##### PROVIDED ENTRIES
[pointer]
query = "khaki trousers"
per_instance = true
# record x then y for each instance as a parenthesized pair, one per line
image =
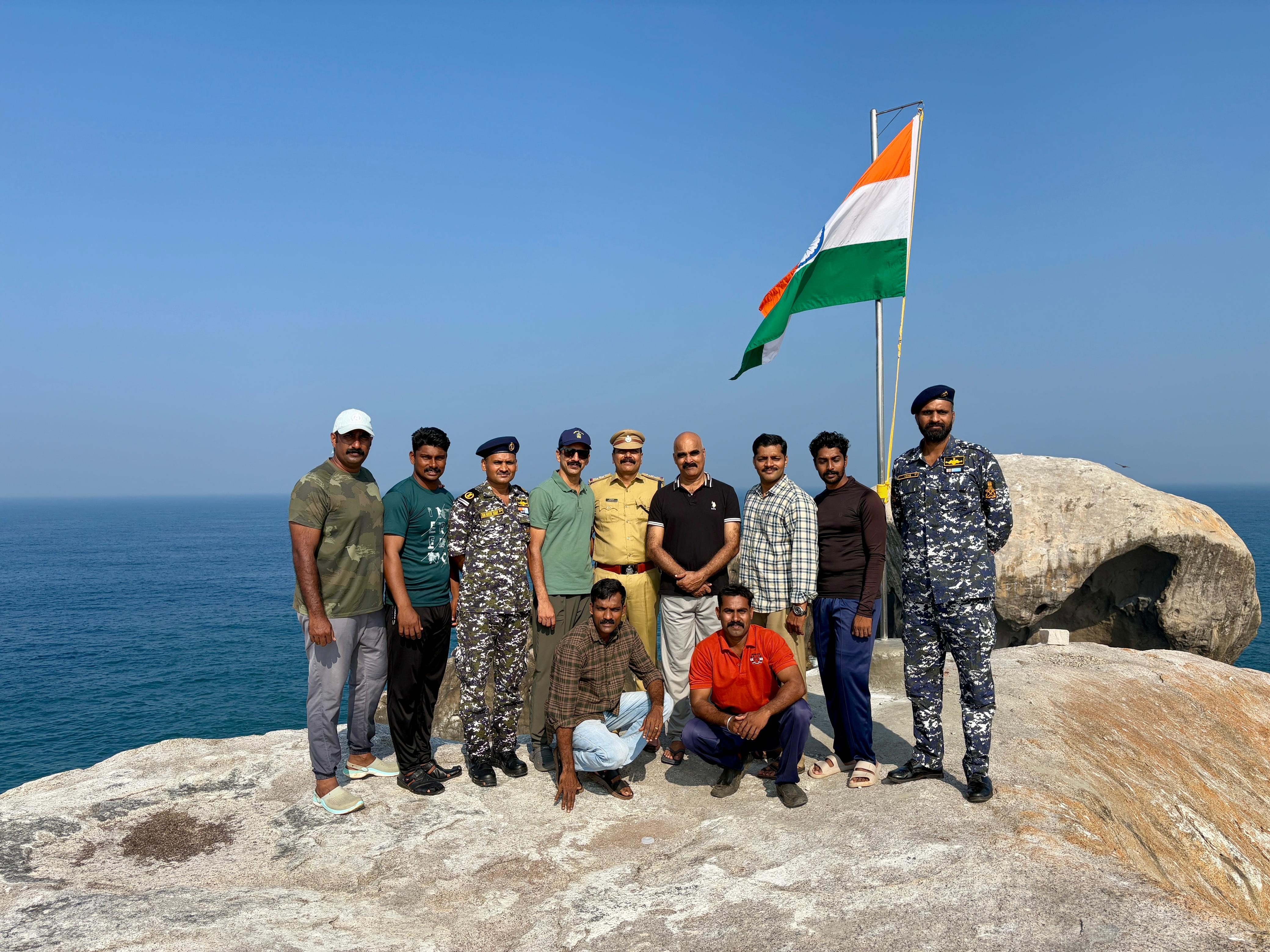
(775, 621)
(571, 610)
(640, 604)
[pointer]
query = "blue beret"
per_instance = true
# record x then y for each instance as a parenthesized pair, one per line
(499, 445)
(937, 393)
(569, 437)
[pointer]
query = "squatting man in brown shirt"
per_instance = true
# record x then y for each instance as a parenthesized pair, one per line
##########
▶ DIRECTIVE
Arrange every line of the entries above as a numbered list, skipping blank lines. Leave the pictures out of your answer.

▶ SOLUTION
1. [pointer]
2. query = "khaki trousers"
3. per_instance = true
4. # record x then y for each instance as a parenthesized pair, one per line
5. image =
6. (775, 621)
7. (571, 610)
8. (640, 604)
9. [pointer]
10. query = "blue beret"
11. per_instance = true
12. # record x then y for each instance as a parenthesized pair, one per line
13. (499, 445)
14. (937, 393)
15. (569, 437)
16. [pointer]
17. query = "squatting man in brown shirt"
18. per_instance = true
19. # record x then y for each instance as a parenthesized pair, one per line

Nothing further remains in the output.